# Start of Excerpted records
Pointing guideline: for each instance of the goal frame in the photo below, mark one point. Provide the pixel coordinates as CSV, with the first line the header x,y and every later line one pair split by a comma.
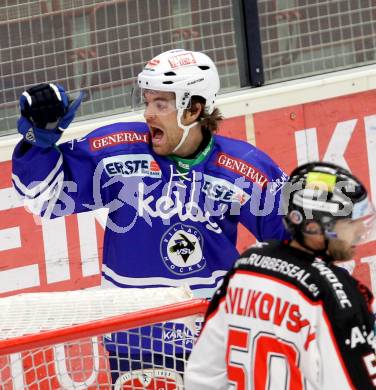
x,y
121,322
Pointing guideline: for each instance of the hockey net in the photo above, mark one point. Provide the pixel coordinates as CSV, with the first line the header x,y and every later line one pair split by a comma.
x,y
98,339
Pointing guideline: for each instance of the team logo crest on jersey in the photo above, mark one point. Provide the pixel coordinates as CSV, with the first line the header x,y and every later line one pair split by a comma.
x,y
182,249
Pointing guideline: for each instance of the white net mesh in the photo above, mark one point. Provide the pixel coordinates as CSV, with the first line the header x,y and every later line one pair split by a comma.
x,y
144,357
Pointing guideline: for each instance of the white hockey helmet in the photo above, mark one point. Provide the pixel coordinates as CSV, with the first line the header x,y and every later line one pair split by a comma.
x,y
185,73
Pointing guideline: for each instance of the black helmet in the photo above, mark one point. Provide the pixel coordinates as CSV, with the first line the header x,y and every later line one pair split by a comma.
x,y
324,192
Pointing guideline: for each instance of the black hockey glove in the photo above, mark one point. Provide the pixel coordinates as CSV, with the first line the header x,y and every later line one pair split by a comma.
x,y
46,112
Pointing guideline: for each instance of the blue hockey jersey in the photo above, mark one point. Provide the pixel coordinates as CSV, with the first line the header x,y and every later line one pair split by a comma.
x,y
166,226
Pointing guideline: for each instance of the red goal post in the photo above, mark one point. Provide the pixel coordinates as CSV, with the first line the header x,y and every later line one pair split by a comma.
x,y
76,339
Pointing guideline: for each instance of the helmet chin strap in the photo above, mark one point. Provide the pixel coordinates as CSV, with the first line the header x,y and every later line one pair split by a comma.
x,y
179,116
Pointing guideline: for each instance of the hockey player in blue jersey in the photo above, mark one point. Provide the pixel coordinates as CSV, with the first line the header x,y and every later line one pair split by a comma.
x,y
175,190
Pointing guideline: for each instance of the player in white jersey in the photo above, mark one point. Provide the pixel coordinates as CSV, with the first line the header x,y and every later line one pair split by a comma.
x,y
286,317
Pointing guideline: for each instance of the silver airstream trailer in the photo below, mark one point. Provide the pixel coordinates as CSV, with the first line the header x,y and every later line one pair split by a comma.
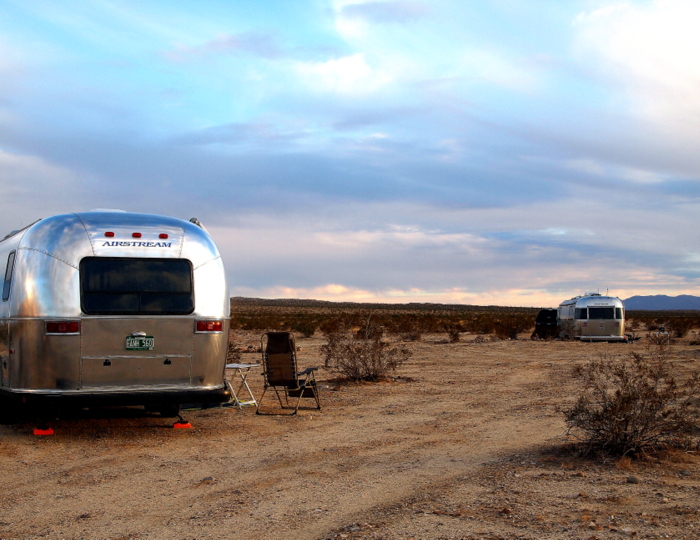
x,y
592,317
113,308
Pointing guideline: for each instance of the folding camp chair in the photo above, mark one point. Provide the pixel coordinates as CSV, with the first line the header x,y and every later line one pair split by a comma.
x,y
280,372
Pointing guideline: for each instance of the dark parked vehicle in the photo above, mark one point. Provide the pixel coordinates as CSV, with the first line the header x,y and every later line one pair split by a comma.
x,y
546,324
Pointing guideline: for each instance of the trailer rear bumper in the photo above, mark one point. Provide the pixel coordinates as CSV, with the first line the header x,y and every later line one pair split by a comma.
x,y
155,398
604,338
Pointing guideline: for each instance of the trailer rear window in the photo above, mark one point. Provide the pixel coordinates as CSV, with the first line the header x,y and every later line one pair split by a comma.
x,y
601,313
117,286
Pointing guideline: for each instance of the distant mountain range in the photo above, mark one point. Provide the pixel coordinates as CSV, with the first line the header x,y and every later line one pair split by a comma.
x,y
661,302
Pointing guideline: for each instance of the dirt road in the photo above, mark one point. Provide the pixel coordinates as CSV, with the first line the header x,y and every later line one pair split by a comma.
x,y
462,444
# End of Excerpted records
Written problem: Reproduce verbatim the lines starting with the one that contains "Pointing guideline: for each instance of the trailer rear window" and ending with the final line above, both included.

Completed exercise:
Pointing guideline: for each instance of the trailer rear window in the photo above, mark one point. Provide the pixel coordinates as CSV, with the first line the header x,y and every later line one pair split by a comma.
x,y
601,313
117,286
Pointing guideline: for each instance of the distant mountain range in the photo above, mark one point. Provide the pixel coordinates as CSV, with the first line the header x,y and every later line one pair split by a comma.
x,y
661,302
Pointing guideline: for each instance of the dirt road in the photo above, mark one point. Provide the pixel coordinates as CSV, with the first line the header x,y and every later line one pair split by a comma.
x,y
462,444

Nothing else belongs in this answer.